Directions for this task: Change "Show each one with a point" to "Mark each one with a point" everywhere in the records below, and give the lines again with nothing else altered. Leave the pictures out of your answer.
━━━━━━━━
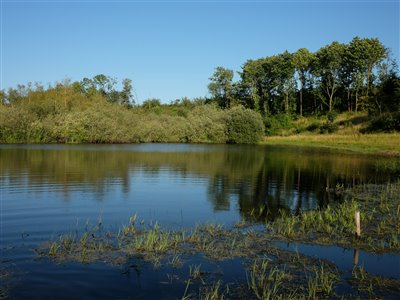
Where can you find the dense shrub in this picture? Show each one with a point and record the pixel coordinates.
(275, 124)
(14, 124)
(207, 124)
(244, 126)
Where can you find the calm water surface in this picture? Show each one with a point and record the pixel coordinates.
(46, 190)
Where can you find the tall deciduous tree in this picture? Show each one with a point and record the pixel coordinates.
(221, 86)
(302, 61)
(327, 68)
(365, 54)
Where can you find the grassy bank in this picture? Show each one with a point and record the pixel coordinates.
(382, 143)
(346, 131)
(270, 272)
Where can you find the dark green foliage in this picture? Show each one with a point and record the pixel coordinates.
(275, 123)
(244, 126)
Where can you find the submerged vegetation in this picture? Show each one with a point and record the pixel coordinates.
(270, 272)
(380, 215)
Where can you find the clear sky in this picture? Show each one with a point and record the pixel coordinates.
(170, 48)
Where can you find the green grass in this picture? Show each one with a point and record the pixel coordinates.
(271, 272)
(382, 143)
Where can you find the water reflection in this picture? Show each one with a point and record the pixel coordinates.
(246, 176)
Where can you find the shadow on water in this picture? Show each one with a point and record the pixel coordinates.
(254, 176)
(47, 189)
(387, 265)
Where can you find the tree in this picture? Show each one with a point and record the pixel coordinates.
(221, 87)
(253, 80)
(327, 67)
(302, 61)
(126, 93)
(365, 54)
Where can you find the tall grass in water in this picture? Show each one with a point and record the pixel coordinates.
(264, 281)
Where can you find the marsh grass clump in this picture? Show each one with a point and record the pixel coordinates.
(322, 282)
(369, 285)
(380, 220)
(265, 281)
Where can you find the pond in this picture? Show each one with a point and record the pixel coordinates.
(47, 190)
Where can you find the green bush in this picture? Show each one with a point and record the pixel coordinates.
(207, 124)
(244, 126)
(274, 124)
(14, 124)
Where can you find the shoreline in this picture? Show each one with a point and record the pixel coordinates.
(384, 144)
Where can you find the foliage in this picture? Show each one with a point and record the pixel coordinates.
(276, 123)
(244, 126)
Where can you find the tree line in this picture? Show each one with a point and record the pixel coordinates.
(271, 91)
(358, 76)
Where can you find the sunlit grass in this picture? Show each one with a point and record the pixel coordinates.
(383, 143)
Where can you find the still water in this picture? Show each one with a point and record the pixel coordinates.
(46, 190)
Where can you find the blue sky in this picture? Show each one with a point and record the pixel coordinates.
(170, 48)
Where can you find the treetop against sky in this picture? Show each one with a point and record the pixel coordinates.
(170, 48)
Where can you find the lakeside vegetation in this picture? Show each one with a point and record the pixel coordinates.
(339, 86)
(270, 272)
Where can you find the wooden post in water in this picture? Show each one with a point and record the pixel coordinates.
(357, 221)
(355, 257)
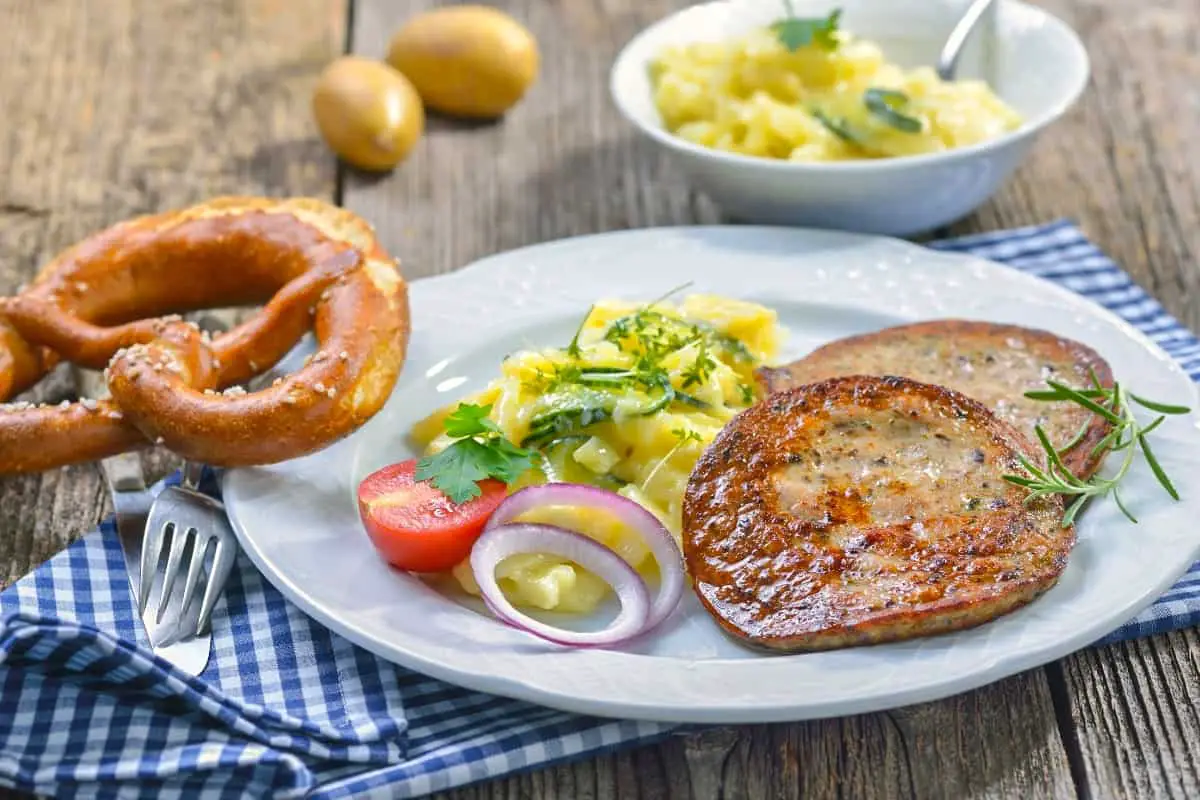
━━━━━━━━
The completed task:
Where can you find the dense shrub in this picture? Mark each one with a point and record the pixel coordinates.
(275, 124)
(14, 124)
(207, 124)
(244, 126)
Where can you find the calm water surface in this picture? Mark each one with a point and record the pixel coordinates.
(46, 190)
Where can you find the tall deciduous tree in this picture? Mark each one with a point and record the pixel coordinates.
(221, 86)
(302, 61)
(327, 68)
(365, 54)
Where can you find the grassy bank in this picture? Mark each one with a point and record the pixel coordinates.
(382, 143)
(346, 131)
(270, 272)
Where can you find the dark green foliage in this picture? Mark each one with a point and record the pixel coordinates.
(275, 123)
(244, 126)
Where can you find the submerged vegetation in this picture? Mark each one with a point and record the pixel coordinates.
(270, 272)
(380, 215)
Where can you find the clear sky in this picture? Mark each one with a point and record the pixel coordinates.
(170, 48)
Where can you find the green grass in this picture? Mark each one with a point and record the pixel coordinates.
(271, 272)
(382, 143)
Where can you find the water reflection in this picture? Mark each one with a point and record the pixel coordinates.
(246, 176)
Where can you find the shadow on water in this picture? Mark each one with a point and record the pixel coordinates.
(254, 176)
(47, 189)
(387, 265)
Where can you find the tree in this picture? Mark each one with a point and record the pixel coordinates.
(221, 87)
(253, 80)
(327, 67)
(302, 61)
(126, 93)
(365, 54)
Where can you find the tall grass in water in this picture? Mark each one with a point and record the pixel coordinates.
(264, 281)
Where can you find the marsh grass clump in this picture? Mark each one with a point and record the pixel coordinates.
(322, 282)
(369, 285)
(380, 220)
(265, 281)
Where can you find the pond in this picture? Mark each one with a point and record the pixel coordinates.
(47, 190)
Where can you find the green bush in this picture? Mark each one with a point and record the pixel coordinates.
(207, 124)
(244, 126)
(274, 124)
(14, 124)
Where can you find the shoreline in this picture? Mark each one with a point and record the pixel coordinates.
(384, 144)
Where can you find the foliage in this picture? Mark each one with a point and record the pixel coordinates.
(276, 123)
(244, 126)
Where can you find the tree line in this picture? Mark each one with a point and record the pixel coordinates.
(271, 91)
(358, 76)
Where can you find the sunlit grass in this picture? Mark each one with a point and record the pixel coordinates.
(383, 143)
Where can you find the still water in this picture? Mark each one with a point and record the pixel coordinates.
(46, 190)
Where can you find the blue sky in this picture? Mark each one with a point and record the pixel coordinates.
(170, 48)
Where can you find the treetop against sky in this picture? Mark each one with a point and record the pixel coordinates.
(170, 48)
Where can you find the lakeside vegetation in this picture? Mark each one with a point and record the pixel coordinates.
(339, 86)
(270, 272)
Where can you find the wooden post in water in this picture? Mark each one with a point and record the pixel coordinates.
(357, 221)
(355, 257)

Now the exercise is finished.